### Text
★ ★ ★ ★

The composition, attendance, powers, and roles of the Committees are included in the Corporate
Governance Report which forms part of this Annual Report. During the year, all recommendations of the
Committees were accepted by the Board

20. CORPORATE GOVERNANCE

Your company practices the best corporate governance procedures to uphold the true spirit of law,
integrity and transparency by adhering to our core values with an objective of maximizing stakeholders
value. The Report on Corporate Governance, pursuant to the provisions of SEBI (Listing Obligations and
Disclosure Requirements) Regulations, 2015 is enclosed as
ANNEXURE-III, and a certificate obtained
from the Practicing Company Secretary confirming compliance with Corporate Governance requirements
as provided in the aforesaid Regulations is annexed to this report.

21. POLICY ON DIRECTORS' APPOINTMENT AND REMUNERATION AND OTHER DETAILS

The Nomination and Remuneration Committee has adopted a policy as per Section 178(3) of the
Companies Act, 2013 for determination of remuneration and the manner of selection of the Board of
Directors, CS, CFO and Managing Director.

Criteria for selection of Non-Executive Directors

> The Non-Executive Directors shall be of high integrity with relevant expertise and experience in the fields of
Service Industry, Marketing, Finance Taxation Law, governance and general management.

> In case of appointment of Independent Directors, the committee shall satisfy itself with regard to the criteria
of independence of the directors vis-a-vis the company so as to enable the board to discharge its function
and duties effectively.

★ ★ ★ ★

### Stored rows

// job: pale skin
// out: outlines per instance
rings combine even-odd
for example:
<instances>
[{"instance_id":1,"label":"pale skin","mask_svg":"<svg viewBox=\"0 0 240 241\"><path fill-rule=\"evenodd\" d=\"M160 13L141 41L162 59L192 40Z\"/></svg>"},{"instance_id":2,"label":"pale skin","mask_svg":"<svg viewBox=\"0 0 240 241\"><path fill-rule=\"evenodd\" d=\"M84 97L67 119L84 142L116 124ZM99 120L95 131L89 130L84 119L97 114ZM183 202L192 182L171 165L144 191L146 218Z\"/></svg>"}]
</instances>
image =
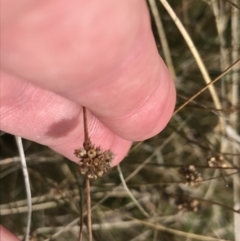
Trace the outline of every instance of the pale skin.
<instances>
[{"instance_id":1,"label":"pale skin","mask_svg":"<svg viewBox=\"0 0 240 241\"><path fill-rule=\"evenodd\" d=\"M116 165L158 134L175 105L143 0L1 0L1 130L77 162L82 106ZM1 238L18 240L0 226Z\"/></svg>"}]
</instances>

★ ★ ★ ★

### Challenge 1
Please condense the paragraph of the annual report text beginning "Your company practices the best corporate governance procedures" into a shorter version that keeps its main facts.
### Challenge 2
According to the annual report text, which section of the Companies Act, 2013 governs the policy adopted by the Nomination and Remuneration Committee?

### Correct output 1
The company follows strong corporate governance practices, guided by its core values, to uphold the law, integrity and transparency and to maximize stakeholder value. Its Report on Corporate Governance, prepared under the SEBI (Listing Obligations and Disclosure Requirements) Regulations, 2015, is enclosed as Annexure-III. A certificate from the Practicing Company Secretary confirming compliance with those requirements is annexed to the report.

### Correct output 2
Section 178(3).